EXERCISE REQUIREMENTS:
**a.** Answer these questions about the forum thread on primers, each on its own line:
(i) On which sequencer are the sequences run?
(ii) With what string do some of the representative sequences start?
(iii) Who posted the reply, and at what time?
**b.** In the forum thread on primers, shorten the paragraph that begins "I can see that some of the sequences start with" into one concise sentence that keeps its main facts.
**c.** Continue the forum thread on primers from its final sentence.

Clarification on primers, are a portion of them left in this run?

ben · September 26, 2019, 6:40pm

Hi all,

I was wondering on a couple of technical questions and there's a question that's come up with my sequencing core. We have sequences which are run on Illumina MiSeq, they come out from the sequencer without trimming then are sent to us.

I've been trying to wrap my brain around this, but if sequences come with primers in-sequence we have to run cut-adapt and remove it at the adapter sequence. However, if the primers are not in sequence, then are they included in the header?

This may be a fundamental question, but I've been trying to make heads/tails of this situation. If you look at some of the representative sequences: https://view.qiime2.org/visualization/?type=html&src=https%3A%2F%2Fdl.dropbox.com%2Fs%2F6vnvuhobbcan521%2Frep-seqs.qzv%3Fdl%3D1

I can see that some of the sequences start with "AGCGTTA", where is this coming from? I can't find it among the primers. I tried finding it by reverse complementing, but the reverse complement sequence is not present.

This may be more Illumina related, but I've been trying to wrap my head around what happens to these primers when I go through the QIIME2 steps. Is there a resource where I can look up what's happening with these.

Ben

colinbrislawn · September 26, 2019, 7:59pm

Hello Ben,

I'm not 100% sure I understand your question, but I think I can get the conversation started.

SUPPLIED DATA:
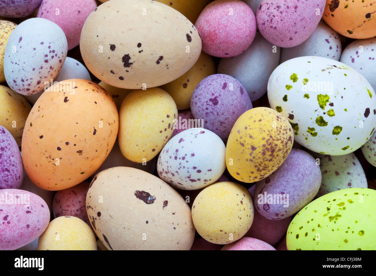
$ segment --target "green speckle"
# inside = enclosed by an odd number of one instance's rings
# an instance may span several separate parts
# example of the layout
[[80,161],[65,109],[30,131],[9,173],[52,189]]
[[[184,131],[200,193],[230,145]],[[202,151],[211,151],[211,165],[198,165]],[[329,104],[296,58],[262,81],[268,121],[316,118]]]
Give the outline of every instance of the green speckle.
[[338,135],[341,133],[341,131],[342,131],[342,127],[336,125],[333,128],[332,134],[333,135]]
[[316,123],[320,127],[326,127],[328,125],[327,122],[326,122],[322,116],[319,116],[316,118]]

ANSWERS TO THE TASKS:
**a.**
(i) Illumina MiSeq.
(ii) "AGCGTTA".
(iii) colinbrislawn, at 7:59pm on September 26, 2019.

**b.** Some sequences begin with "AGCGTTA," which does not match any primer and whose reverse complement is also absent, so its origin is unclear.

**c.**
I haven't see this. Sometimes the barcode is in the fastq header, but the adapters are in the read or not at all.

This is the part of the read after the adapter, which would imply the adapters are not in the read.

Correct, if and only if the primers and adapters are getting sequenced at all!

You know the adapters and primers must be getting amplified to create useful Illumina libraries, but with a little bit of cleverness during sequencing, they might never end up within your 250 bp reads!

The MiSeq uses several different primer sets during its sequencing by synthesis process. After clusters have been amplified on the flow cell using the Illumina(tm) primer, you can perform the sequencing by synthesis reading process using the exact same primer you used for initial PCR. This will begin 'reading' the DNA after the adapter region, leaving you with no primers or adapters to remove.

Clever, right?

Colin

ben · September 26, 2019, 8:07pm

Yes, actually sorry, I think I'm conflating two issues.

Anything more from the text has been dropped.